begin Given information
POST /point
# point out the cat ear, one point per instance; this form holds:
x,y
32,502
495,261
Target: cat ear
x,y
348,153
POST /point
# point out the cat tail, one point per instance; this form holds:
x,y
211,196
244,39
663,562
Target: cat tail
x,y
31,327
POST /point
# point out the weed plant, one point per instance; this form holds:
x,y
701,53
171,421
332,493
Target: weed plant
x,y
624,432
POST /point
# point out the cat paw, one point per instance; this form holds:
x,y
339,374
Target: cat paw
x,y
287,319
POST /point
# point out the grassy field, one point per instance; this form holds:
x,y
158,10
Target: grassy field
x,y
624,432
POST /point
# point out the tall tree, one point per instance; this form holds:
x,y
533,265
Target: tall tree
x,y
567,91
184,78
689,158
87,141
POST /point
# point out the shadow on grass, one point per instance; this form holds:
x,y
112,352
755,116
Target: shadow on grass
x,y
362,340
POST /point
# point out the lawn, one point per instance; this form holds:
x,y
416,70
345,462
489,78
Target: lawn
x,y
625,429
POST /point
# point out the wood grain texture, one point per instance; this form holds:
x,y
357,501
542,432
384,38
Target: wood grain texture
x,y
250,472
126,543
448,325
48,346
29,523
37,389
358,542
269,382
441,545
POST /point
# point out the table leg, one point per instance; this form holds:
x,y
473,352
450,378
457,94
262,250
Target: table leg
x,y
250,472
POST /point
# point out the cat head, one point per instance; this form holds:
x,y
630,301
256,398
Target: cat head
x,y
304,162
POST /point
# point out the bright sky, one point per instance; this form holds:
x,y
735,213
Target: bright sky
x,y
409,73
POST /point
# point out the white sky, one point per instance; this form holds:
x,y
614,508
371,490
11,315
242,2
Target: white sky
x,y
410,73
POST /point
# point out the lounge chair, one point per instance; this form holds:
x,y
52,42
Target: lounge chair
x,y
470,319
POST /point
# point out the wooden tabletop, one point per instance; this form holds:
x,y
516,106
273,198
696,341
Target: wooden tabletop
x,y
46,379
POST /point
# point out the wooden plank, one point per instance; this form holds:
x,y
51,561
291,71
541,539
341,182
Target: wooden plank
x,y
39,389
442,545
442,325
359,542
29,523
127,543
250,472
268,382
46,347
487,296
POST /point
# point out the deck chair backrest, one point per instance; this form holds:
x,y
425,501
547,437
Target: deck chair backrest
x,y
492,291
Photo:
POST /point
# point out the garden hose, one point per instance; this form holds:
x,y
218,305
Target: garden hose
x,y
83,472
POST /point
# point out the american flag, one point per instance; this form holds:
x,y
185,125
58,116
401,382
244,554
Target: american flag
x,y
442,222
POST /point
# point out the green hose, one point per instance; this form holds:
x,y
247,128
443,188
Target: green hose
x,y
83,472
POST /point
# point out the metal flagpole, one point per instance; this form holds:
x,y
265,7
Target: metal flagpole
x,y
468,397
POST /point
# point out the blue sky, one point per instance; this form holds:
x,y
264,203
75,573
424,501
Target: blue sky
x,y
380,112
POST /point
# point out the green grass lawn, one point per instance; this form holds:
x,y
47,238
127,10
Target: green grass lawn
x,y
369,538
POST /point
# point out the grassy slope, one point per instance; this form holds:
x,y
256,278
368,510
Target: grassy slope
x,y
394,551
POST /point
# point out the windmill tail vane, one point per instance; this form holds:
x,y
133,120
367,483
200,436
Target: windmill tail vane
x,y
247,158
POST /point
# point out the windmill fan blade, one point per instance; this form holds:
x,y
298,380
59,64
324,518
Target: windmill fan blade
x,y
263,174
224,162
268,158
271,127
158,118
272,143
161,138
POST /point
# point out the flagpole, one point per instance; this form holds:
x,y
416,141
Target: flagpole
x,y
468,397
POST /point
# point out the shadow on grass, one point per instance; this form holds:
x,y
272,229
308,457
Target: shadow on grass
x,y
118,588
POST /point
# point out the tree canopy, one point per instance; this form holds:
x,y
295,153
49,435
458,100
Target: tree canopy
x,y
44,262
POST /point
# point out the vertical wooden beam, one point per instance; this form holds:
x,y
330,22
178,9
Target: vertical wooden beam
end Given information
Take the entries above and transcribe them in full.

POST /point
# point out the cat ear, one point per instance; this form holds:
x,y
32,502
495,261
Target: cat ear
x,y
348,153
POST /point
# point out the cat tail, one point per instance; this form holds:
x,y
211,196
244,39
663,562
Target: cat tail
x,y
31,327
POST /point
# point out the weed plant, one point per instance; this form holds:
x,y
701,53
171,421
332,493
Target: weed plant
x,y
624,432
POST /point
# point out the cat paw, one point per instance; this form holds:
x,y
339,374
Target: cat paw
x,y
287,319
POST /point
# point out the grassy field, one point per instance; this form holds:
x,y
158,10
Target: grassy field
x,y
624,432
POST /point
# point out the tall tree, one point per instance; this form holds:
x,y
533,265
Target: tall tree
x,y
567,91
184,78
689,158
87,141
POST /point
# point out the shadow on grass, one point per instance; this form holds:
x,y
112,352
755,116
Target: shadow on grass
x,y
362,340
POST /point
# point out the lawn, one point per instance; this form holds:
x,y
416,70
345,462
489,78
Target: lawn
x,y
625,429
POST /point
# point out the wood grain texture, one point per instance; this form holds:
x,y
357,501
542,432
384,38
Target: wood grain texture
x,y
250,472
126,543
448,325
48,346
29,523
37,389
358,542
269,382
441,545
POST /point
# point out the table leg, one point per instance; this form holds:
x,y
473,352
450,378
457,94
262,250
Target: table leg
x,y
250,472
POST /point
# point out the cat head, one point per instance; this form holds:
x,y
630,301
256,398
Target: cat head
x,y
304,162
POST /point
# point out the bright sky, one point per instance; this form holds:
x,y
735,213
Target: bright sky
x,y
409,73
POST /point
# point out the white sky, one point per instance; this form holds:
x,y
614,508
371,490
11,315
242,2
Target: white sky
x,y
410,73
POST /point
# point out the lounge chair, one point per instance; this form holds:
x,y
52,42
Target: lounge chair
x,y
470,319
POST /point
# point out the wooden tabletop, one point per instance; this form holds:
x,y
516,106
273,198
696,341
Target: wooden tabletop
x,y
46,379
POST /point
# point out the wooden plank, one point per instance; this form holds:
x,y
51,561
291,71
541,539
341,182
Target: wooden plank
x,y
39,389
442,545
442,325
359,542
29,523
127,543
250,472
268,382
46,347
487,296
POST /point
# point out the deck chair backrest, one point per instance; this form holds:
x,y
425,501
547,437
Target: deck chair backrest
x,y
492,291
Photo:
POST /point
# point out the garden hose, one point per instance; this form holds:
x,y
218,305
Target: garden hose
x,y
83,472
POST /point
# point out the american flag, one point per instance; this form holds:
x,y
185,125
58,116
401,382
244,554
Target: american flag
x,y
442,222
POST /point
# point out the green hose, one point per instance; this form holds:
x,y
247,128
443,188
Target: green hose
x,y
83,472
POST /point
# point out the metal flagpole, one point per instance; this form holds:
x,y
265,7
Target: metal flagpole
x,y
468,397
POST /point
# point out the blue sky, one point per instance; this form holds:
x,y
264,203
75,573
424,501
Target: blue sky
x,y
380,112
POST /point
# point out the green grass lawn, one point per instance; this form holds:
x,y
47,238
127,10
Target: green grass lawn
x,y
369,538
POST /point
# point out the grassy slope, one point per instance; this form holds:
x,y
256,278
368,510
Target: grassy slope
x,y
394,551
POST /point
# point out the windmill tail vane, one point per instance; this form holds:
x,y
133,120
367,483
200,436
Target: windmill tail vane
x,y
247,158
POST /point
# point out the windmill fan blade, one point per instance; this form holds:
x,y
298,380
59,64
324,518
Target: windmill fan blade
x,y
263,174
224,162
268,158
271,127
158,118
272,143
161,138
POST /point
# point out the flagpole, one point per instance; this form holds:
x,y
416,141
Target: flagpole
x,y
468,397
POST /point
# point out the shadow on grass, one point per instance; this form holds:
x,y
272,229
308,457
Target: shadow on grass
x,y
118,588
POST /point
# point out the tree canopy, one point per instance; this form holds:
x,y
295,153
49,435
458,100
Target: tree canopy
x,y
44,262
POST /point
# point out the vertical wooden beam, one point per instance; this form holds:
x,y
330,22
178,9
Target: vertical wooden beam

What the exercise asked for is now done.